L’Autre côté des nuages
Alain Joubert (Ab Irato)

Négritude et judéité
Balades en noir et blanc

Maurice Dorès (les Indes savantes)

Le Soupir des vagues de Kôji Fukada (4 août 2021)

Messe basse de Baptiste Drapeau (4 août)

Surréaliste, auteur, poète et passionné de cinéma, Alain Joubert est venu à plusieurs reprises dans les chroniques rebelles, notamment pour son livre fascinant et magnifique, Le cinéma des surréalistes aux éditions Maurice Nadeau. De même, pour présenter ses textes publiés par les éditions Ab Irato, dont le Passé du futur est toujours présent et L’Autre côté des nuages.

Il intervient aussi dans le film de Rémy Ricordeau sur Benjamin Perret, Benjamin Péret, poète c’est-à-dire révolutionnaire.

Chroniques de la boîte noire (aux éditions Maurice Nadeau) vient de paraître avec des images-échos de Nicole Espagnol. Mais je voudrais revenir sur le Passé du futur est toujours présent, pour lequel nous nous étions amusés à réaliser une bande son avec plusieurs complices, dont les éditions Ab Irato.
Que dire d’autre que vive le cinéma… et Salut Alain !

Négritude et judéité
Balades en noir et blanc

Maurice Dorès (les Indes savantes)

Peut-on dire que les Juifs noirs ou les Noirs juifs renouvellent aujourd’hui un « dialogue » entre Noirs et Juifs, établi des siècles auparavant. C’est le thème central de ces balades en noir et blanc, de l’Afrique à New York, en passant par Paris et Tel Aviv, autour de la musique omniprésente et de la culture dans les domaines de la négritude et de la judéité.

Maurice Dorès porte ici un regard nourri de nombreuses rencontres après la publication de son essai, La Beauté de Cham, un regard curieux sur les évolutions et les échanges entre deux univers. Quels sont en effet les liens culturels à découvrir dans ces balades ? Selon Aimé Césaire, la négritude se définirait par les caractéristiques et les valeurs culturelles des populations noires. Quant à la judéité, elle serait un lien de filiation et de transmission. Finalement, on peut se demander ce qui prime dans les définitions : les coutumes, la culture, la religion ?

- - - - -

Consignes
**A)** Recopiez le passage de la chronique culturelle compris entre « Messe basse de » et « côté des nuages. », ces deux passages inclus.
**B)** Traduisez en anglais cette phrase de la chronique culturelle : « Selon Aimé Césaire, la négritude se définirait par les caractéristiques et les valeurs culturelles des populations noires. »
**C)** Poursuivez la chronique culturelle à partir de sa dernière phrase.

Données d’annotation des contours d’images
- - - - -

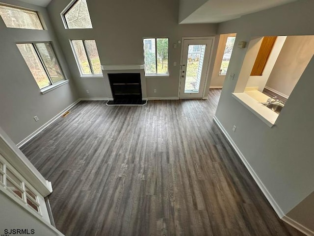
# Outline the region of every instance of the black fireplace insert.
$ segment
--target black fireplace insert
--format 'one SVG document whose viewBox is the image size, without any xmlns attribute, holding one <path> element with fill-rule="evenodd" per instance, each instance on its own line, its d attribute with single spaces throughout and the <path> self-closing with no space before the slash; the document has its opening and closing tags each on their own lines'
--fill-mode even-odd
<svg viewBox="0 0 314 236">
<path fill-rule="evenodd" d="M 113 101 L 108 105 L 143 105 L 140 73 L 108 74 Z"/>
</svg>

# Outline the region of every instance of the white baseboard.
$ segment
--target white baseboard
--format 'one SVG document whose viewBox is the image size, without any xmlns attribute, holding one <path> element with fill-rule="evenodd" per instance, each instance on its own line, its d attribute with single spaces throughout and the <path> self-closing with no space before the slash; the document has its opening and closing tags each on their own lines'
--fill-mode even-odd
<svg viewBox="0 0 314 236">
<path fill-rule="evenodd" d="M 113 98 L 82 98 L 79 100 L 80 101 L 113 101 Z"/>
<path fill-rule="evenodd" d="M 287 99 L 289 98 L 288 96 L 286 95 L 286 94 L 284 94 L 283 93 L 281 93 L 280 92 L 279 92 L 277 90 L 275 90 L 273 88 L 270 88 L 269 87 L 267 87 L 267 86 L 265 86 L 265 88 L 266 89 L 268 89 L 269 91 L 273 92 L 275 93 L 277 93 L 278 95 L 280 95 L 281 96 L 285 98 L 287 98 Z"/>
<path fill-rule="evenodd" d="M 276 202 L 275 199 L 274 199 L 269 192 L 268 192 L 268 190 L 267 189 L 256 173 L 255 173 L 254 170 L 252 168 L 252 166 L 251 166 L 250 163 L 249 163 L 247 160 L 246 160 L 246 159 L 245 159 L 245 157 L 244 157 L 243 155 L 242 154 L 236 143 L 231 138 L 231 137 L 230 137 L 230 136 L 229 135 L 226 130 L 225 130 L 225 128 L 224 128 L 223 126 L 222 126 L 222 125 L 221 125 L 221 123 L 220 123 L 220 122 L 215 116 L 214 116 L 214 121 L 217 124 L 217 126 L 219 128 L 220 130 L 222 131 L 223 134 L 225 135 L 235 150 L 236 150 L 236 152 L 241 158 L 241 160 L 245 165 L 245 167 L 249 171 L 249 172 L 250 172 L 250 174 L 251 174 L 251 175 L 255 181 L 255 182 L 256 182 L 256 184 L 257 184 L 259 185 L 259 187 L 260 187 L 260 188 L 264 194 L 265 197 L 266 197 L 267 199 L 268 200 L 268 202 L 272 207 L 275 211 L 276 211 L 276 213 L 278 215 L 279 218 L 280 218 L 282 220 L 289 224 L 297 230 L 301 231 L 303 234 L 308 236 L 314 236 L 314 232 L 313 231 L 308 229 L 301 224 L 297 222 L 295 220 L 285 215 L 285 213 L 281 210 L 278 204 Z"/>
<path fill-rule="evenodd" d="M 305 227 L 302 225 L 298 223 L 295 220 L 293 220 L 291 218 L 288 216 L 287 216 L 286 215 L 284 216 L 283 217 L 281 218 L 284 221 L 285 221 L 287 224 L 289 224 L 291 226 L 294 227 L 297 230 L 301 231 L 303 234 L 308 236 L 314 236 L 314 232 L 312 230 L 308 229 L 306 227 Z"/>
<path fill-rule="evenodd" d="M 147 98 L 147 100 L 178 100 L 178 97 L 150 97 Z"/>
<path fill-rule="evenodd" d="M 25 144 L 26 142 L 27 142 L 30 139 L 31 139 L 34 137 L 35 137 L 36 135 L 37 135 L 40 132 L 41 132 L 42 131 L 45 130 L 46 128 L 47 128 L 48 127 L 48 126 L 51 125 L 52 123 L 52 122 L 53 122 L 57 119 L 58 119 L 59 117 L 60 117 L 60 116 L 61 115 L 62 115 L 64 112 L 65 112 L 66 111 L 67 111 L 69 109 L 71 109 L 72 107 L 74 106 L 75 105 L 76 105 L 80 101 L 81 101 L 81 99 L 78 99 L 74 103 L 73 103 L 71 105 L 68 106 L 67 108 L 66 108 L 65 109 L 63 110 L 61 112 L 59 113 L 57 115 L 55 116 L 54 117 L 53 117 L 52 119 L 51 119 L 48 122 L 46 122 L 45 124 L 44 124 L 43 125 L 42 125 L 41 127 L 40 127 L 39 128 L 37 129 L 36 131 L 35 131 L 34 132 L 31 133 L 30 134 L 29 134 L 26 137 L 24 138 L 24 139 L 23 139 L 21 142 L 20 142 L 19 143 L 18 143 L 16 145 L 16 146 L 17 146 L 17 147 L 19 148 L 21 148 L 22 146 L 23 146 L 24 144 Z"/>
<path fill-rule="evenodd" d="M 247 161 L 247 160 L 246 160 L 246 159 L 245 158 L 243 155 L 238 149 L 236 143 L 232 140 L 230 136 L 229 136 L 226 130 L 225 130 L 225 128 L 224 128 L 223 126 L 222 126 L 222 125 L 221 125 L 221 124 L 215 116 L 214 116 L 214 121 L 217 124 L 218 127 L 220 129 L 231 145 L 234 148 L 235 150 L 236 150 L 236 152 L 241 158 L 241 160 L 245 165 L 245 167 L 249 171 L 249 172 L 250 172 L 250 174 L 251 174 L 251 175 L 255 181 L 255 182 L 256 182 L 257 184 L 259 185 L 259 187 L 260 187 L 260 188 L 264 194 L 264 195 L 265 195 L 267 199 L 268 200 L 268 202 L 269 202 L 269 203 L 270 203 L 270 205 L 274 209 L 274 210 L 275 210 L 275 211 L 276 211 L 277 214 L 278 215 L 278 216 L 279 216 L 280 218 L 282 218 L 285 215 L 284 212 L 279 207 L 279 206 L 276 202 L 275 199 L 274 199 L 274 198 L 272 197 L 269 192 L 268 192 L 268 190 L 267 189 L 257 174 L 255 173 L 254 170 L 252 168 L 252 167 L 250 165 L 250 163 Z"/>
</svg>

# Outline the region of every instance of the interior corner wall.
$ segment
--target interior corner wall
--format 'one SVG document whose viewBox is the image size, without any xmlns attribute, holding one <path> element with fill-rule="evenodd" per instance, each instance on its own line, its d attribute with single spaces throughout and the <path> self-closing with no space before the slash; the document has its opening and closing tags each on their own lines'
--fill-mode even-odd
<svg viewBox="0 0 314 236">
<path fill-rule="evenodd" d="M 265 68 L 263 71 L 262 76 L 250 76 L 247 81 L 246 86 L 247 87 L 258 87 L 260 92 L 262 92 L 267 83 L 269 76 L 270 75 L 274 66 L 277 63 L 277 58 L 280 54 L 282 49 L 284 45 L 287 36 L 281 36 L 277 37 L 274 47 L 273 47 L 269 57 L 265 65 Z"/>
<path fill-rule="evenodd" d="M 0 127 L 17 144 L 76 101 L 76 93 L 46 8 L 16 0 L 2 2 L 37 11 L 47 30 L 7 28 L 0 18 Z M 52 42 L 70 82 L 42 94 L 16 43 Z M 37 115 L 39 121 L 33 117 Z"/>
<path fill-rule="evenodd" d="M 289 97 L 314 54 L 314 36 L 288 37 L 266 86 Z"/>
<path fill-rule="evenodd" d="M 180 0 L 179 8 L 179 23 L 197 10 L 208 0 Z"/>
<path fill-rule="evenodd" d="M 79 96 L 81 98 L 109 98 L 108 81 L 103 78 L 83 79 L 69 40 L 95 39 L 102 65 L 143 64 L 143 38 L 166 37 L 169 39 L 167 77 L 147 77 L 148 98 L 178 97 L 181 44 L 183 37 L 215 36 L 217 24 L 179 25 L 179 0 L 139 0 L 119 1 L 87 0 L 93 28 L 64 28 L 60 13 L 70 0 L 53 0 L 48 9 Z M 177 44 L 174 48 L 173 45 Z M 176 66 L 174 62 L 176 62 Z M 157 92 L 154 93 L 154 89 Z M 89 90 L 89 94 L 86 90 Z"/>
<path fill-rule="evenodd" d="M 313 9 L 314 1 L 297 1 L 221 23 L 218 33 L 236 32 L 236 45 L 254 37 L 311 35 Z M 270 128 L 232 96 L 247 50 L 234 49 L 228 73 L 235 78 L 225 82 L 215 116 L 285 214 L 314 190 L 314 110 L 308 108 L 314 101 L 314 58 Z"/>
</svg>

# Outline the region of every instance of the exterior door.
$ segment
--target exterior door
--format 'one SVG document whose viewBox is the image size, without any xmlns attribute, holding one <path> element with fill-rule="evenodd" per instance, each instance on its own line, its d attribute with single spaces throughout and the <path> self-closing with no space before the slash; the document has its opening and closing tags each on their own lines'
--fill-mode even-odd
<svg viewBox="0 0 314 236">
<path fill-rule="evenodd" d="M 180 99 L 202 98 L 213 39 L 183 39 L 180 64 Z"/>
</svg>

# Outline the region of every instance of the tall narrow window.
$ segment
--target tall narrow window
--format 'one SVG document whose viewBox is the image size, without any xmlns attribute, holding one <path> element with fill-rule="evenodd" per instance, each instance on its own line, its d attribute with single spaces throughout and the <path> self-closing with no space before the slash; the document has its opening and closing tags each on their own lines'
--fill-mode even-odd
<svg viewBox="0 0 314 236">
<path fill-rule="evenodd" d="M 50 43 L 19 44 L 17 46 L 39 88 L 64 80 Z"/>
<path fill-rule="evenodd" d="M 236 37 L 228 37 L 227 39 L 226 47 L 225 48 L 224 55 L 222 57 L 220 70 L 219 70 L 219 75 L 226 75 L 227 74 L 235 40 Z"/>
<path fill-rule="evenodd" d="M 81 75 L 102 75 L 95 41 L 72 40 L 71 42 Z"/>
<path fill-rule="evenodd" d="M 0 4 L 0 15 L 9 28 L 44 29 L 38 14 L 34 11 Z"/>
<path fill-rule="evenodd" d="M 65 9 L 63 16 L 66 28 L 93 28 L 86 0 L 74 1 Z"/>
<path fill-rule="evenodd" d="M 145 38 L 143 40 L 146 75 L 168 75 L 169 39 Z"/>
</svg>

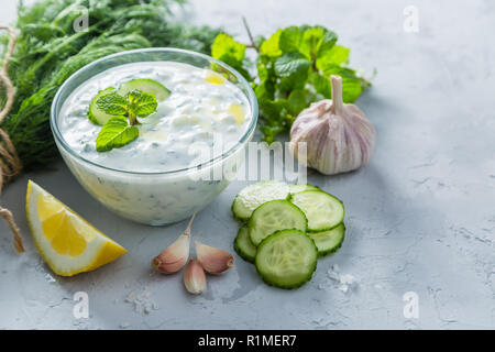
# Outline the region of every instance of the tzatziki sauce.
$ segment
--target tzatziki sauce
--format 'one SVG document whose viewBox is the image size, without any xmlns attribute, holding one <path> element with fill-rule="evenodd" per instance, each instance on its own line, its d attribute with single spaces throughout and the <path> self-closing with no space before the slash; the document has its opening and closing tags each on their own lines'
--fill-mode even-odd
<svg viewBox="0 0 495 352">
<path fill-rule="evenodd" d="M 229 185 L 226 175 L 235 175 L 254 133 L 256 117 L 248 100 L 254 95 L 248 82 L 228 77 L 234 82 L 208 68 L 168 61 L 102 70 L 62 103 L 56 125 L 66 146 L 56 139 L 58 150 L 79 183 L 117 215 L 153 226 L 187 219 Z M 134 141 L 97 152 L 102 127 L 87 117 L 91 100 L 134 79 L 156 80 L 170 95 L 158 101 L 156 112 L 138 118 Z"/>
<path fill-rule="evenodd" d="M 89 121 L 89 103 L 99 90 L 118 88 L 131 79 L 156 80 L 170 96 L 158 101 L 156 112 L 139 118 L 136 140 L 97 152 L 101 127 Z M 144 62 L 110 68 L 84 82 L 64 102 L 58 125 L 70 148 L 87 161 L 112 169 L 160 173 L 219 156 L 242 139 L 250 120 L 245 96 L 223 76 L 183 63 Z M 213 147 L 215 141 L 222 145 Z M 198 147 L 191 147 L 195 144 Z M 200 153 L 200 146 L 210 151 Z"/>
</svg>

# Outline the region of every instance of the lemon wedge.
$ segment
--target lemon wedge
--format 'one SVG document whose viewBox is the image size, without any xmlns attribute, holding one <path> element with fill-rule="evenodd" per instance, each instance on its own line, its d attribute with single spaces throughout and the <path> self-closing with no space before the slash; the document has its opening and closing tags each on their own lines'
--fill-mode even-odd
<svg viewBox="0 0 495 352">
<path fill-rule="evenodd" d="M 37 251 L 58 275 L 92 271 L 127 252 L 32 180 L 25 210 Z"/>
</svg>

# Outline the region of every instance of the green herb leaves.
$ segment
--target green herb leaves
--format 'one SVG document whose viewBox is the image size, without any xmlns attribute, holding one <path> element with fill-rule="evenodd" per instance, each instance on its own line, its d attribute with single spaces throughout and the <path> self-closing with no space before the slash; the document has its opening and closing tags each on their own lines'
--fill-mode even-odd
<svg viewBox="0 0 495 352">
<path fill-rule="evenodd" d="M 98 152 L 108 152 L 131 143 L 140 135 L 135 125 L 129 125 L 125 117 L 113 117 L 102 127 L 96 141 Z"/>
<path fill-rule="evenodd" d="M 140 89 L 132 89 L 122 97 L 116 90 L 107 88 L 105 95 L 98 95 L 96 107 L 101 112 L 113 116 L 102 127 L 96 140 L 98 152 L 108 152 L 134 141 L 140 131 L 135 127 L 139 118 L 146 118 L 156 111 L 156 97 Z M 129 122 L 128 122 L 129 118 Z"/>
<path fill-rule="evenodd" d="M 252 82 L 260 103 L 261 131 L 266 142 L 288 132 L 293 121 L 309 103 L 331 98 L 330 75 L 342 77 L 342 95 L 352 102 L 370 82 L 346 67 L 349 48 L 337 45 L 338 37 L 323 26 L 289 26 L 271 37 L 257 37 L 249 47 L 257 52 L 257 77 L 245 57 L 246 45 L 219 34 L 211 55 L 238 69 Z"/>
</svg>

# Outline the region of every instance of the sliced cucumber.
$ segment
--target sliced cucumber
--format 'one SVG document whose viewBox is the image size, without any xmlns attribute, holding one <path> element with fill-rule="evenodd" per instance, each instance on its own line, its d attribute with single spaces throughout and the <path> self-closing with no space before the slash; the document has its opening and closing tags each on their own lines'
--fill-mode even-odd
<svg viewBox="0 0 495 352">
<path fill-rule="evenodd" d="M 128 92 L 133 89 L 139 89 L 141 91 L 151 92 L 156 97 L 156 100 L 162 101 L 168 98 L 170 91 L 161 82 L 153 79 L 131 79 L 123 82 L 117 92 L 122 97 L 125 97 Z"/>
<path fill-rule="evenodd" d="M 112 87 L 109 87 L 107 89 L 98 91 L 98 94 L 92 98 L 91 102 L 89 103 L 89 110 L 88 110 L 88 119 L 95 124 L 103 125 L 107 123 L 107 121 L 113 117 L 112 114 L 105 113 L 103 111 L 99 110 L 97 108 L 97 100 L 105 95 L 108 95 L 113 90 Z"/>
<path fill-rule="evenodd" d="M 342 222 L 331 230 L 309 232 L 308 234 L 315 241 L 318 249 L 318 255 L 324 256 L 340 249 L 345 237 L 345 226 Z"/>
<path fill-rule="evenodd" d="M 244 187 L 232 202 L 232 212 L 235 218 L 248 221 L 254 209 L 262 204 L 275 200 L 287 199 L 289 188 L 286 183 L 279 180 L 262 180 Z"/>
<path fill-rule="evenodd" d="M 245 261 L 254 263 L 256 256 L 256 248 L 250 240 L 248 227 L 242 227 L 234 241 L 234 250 Z"/>
<path fill-rule="evenodd" d="M 256 246 L 275 231 L 296 229 L 306 232 L 307 228 L 305 213 L 288 200 L 271 200 L 261 205 L 248 222 L 251 242 Z"/>
<path fill-rule="evenodd" d="M 317 261 L 318 250 L 310 237 L 298 230 L 282 230 L 263 240 L 255 264 L 268 285 L 296 288 L 311 278 Z"/>
<path fill-rule="evenodd" d="M 289 186 L 290 195 L 295 195 L 295 194 L 298 194 L 300 191 L 309 190 L 309 189 L 318 190 L 320 188 L 317 187 L 317 186 L 308 185 L 308 184 L 295 184 L 295 185 L 290 185 Z"/>
<path fill-rule="evenodd" d="M 290 201 L 298 206 L 308 218 L 308 231 L 331 230 L 343 221 L 343 204 L 322 190 L 300 191 L 293 195 Z"/>
</svg>

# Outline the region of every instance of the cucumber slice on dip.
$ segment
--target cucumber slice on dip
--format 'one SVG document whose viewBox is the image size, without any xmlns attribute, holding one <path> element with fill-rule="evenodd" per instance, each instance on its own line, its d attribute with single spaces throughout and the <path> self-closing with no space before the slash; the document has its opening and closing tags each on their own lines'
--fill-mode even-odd
<svg viewBox="0 0 495 352">
<path fill-rule="evenodd" d="M 151 92 L 156 97 L 157 101 L 163 101 L 168 98 L 170 91 L 162 84 L 153 79 L 131 79 L 123 82 L 117 92 L 125 97 L 131 90 L 139 89 L 141 91 Z"/>
</svg>

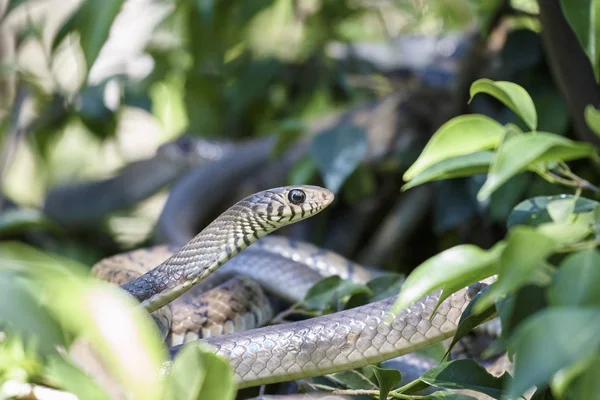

- - - - -

Réponses
**A)**
Messe basse de Baptiste Drapeau (4 août)

Surréaliste, auteur, poète et passionné de cinéma, Alain Joubert est venu à plusieurs reprises dans les chroniques rebelles, notamment pour son livre fascinant et magnifique, Le cinéma des surréalistes aux éditions Maurice Nadeau. De même, pour présenter ses textes publiés par les éditions Ab Irato, dont le Passé du futur est toujours présent et L’Autre côté des nuages.

**B)** According to Aimé Césaire, negritude would be defined by the characteristics and cultural values of Black populations.

**C)**
Ces balades en noir et blanc font ressortir le croisement des cultures, leurs évolutions multiformes, les échanges et les voyages, la spontanéité des rencontres, hors les barrières et les murs… Sans pour autant écarter, au-delà de la richesse des liens culturels, des imaginaires et des mythes, les manipulations historiques, passées, présentes et futures…

L’été Fukada :
Kôji Fukada sur les écrans : Au-revoir l’été (9 juin), Sayonara (11 août), L’Infirmière (25 août)…

Le Soupir des vagues de Fukada (4 août)
Le soupir des vagues, ou anciennement , est un film tout en paraboles. Il y a d’abord la recherche de la jeune Sachiko en visite auprès de sa famille japonaise installée à Sumatra. Après les retrouvailles, Sachiko part en quête d’un endroit photographié par son père. La prise de vue est particulière, comme prise d’un bunker, mais la recherche, si elle est primordiale pour la jeune fille, s’avère difficile sinon improbable. Dans le film, elle est la seule étrangère et a une perspective intéressante pour comprendre et observer la société, elle est en quelque sorte le fil conducteur de l’histoire. Dans son entreprise de retrouver cet endroit, son cousin et ses ami.es indonésiens vont spontanément l’aider comme si le groupe se connaissait depuis longtemps. Fouiller le passé est sans doute douloureux pour beaucoup, alors que la population a vécu l’expérience du tsunami qui a ravagé l’île il y a dix ans.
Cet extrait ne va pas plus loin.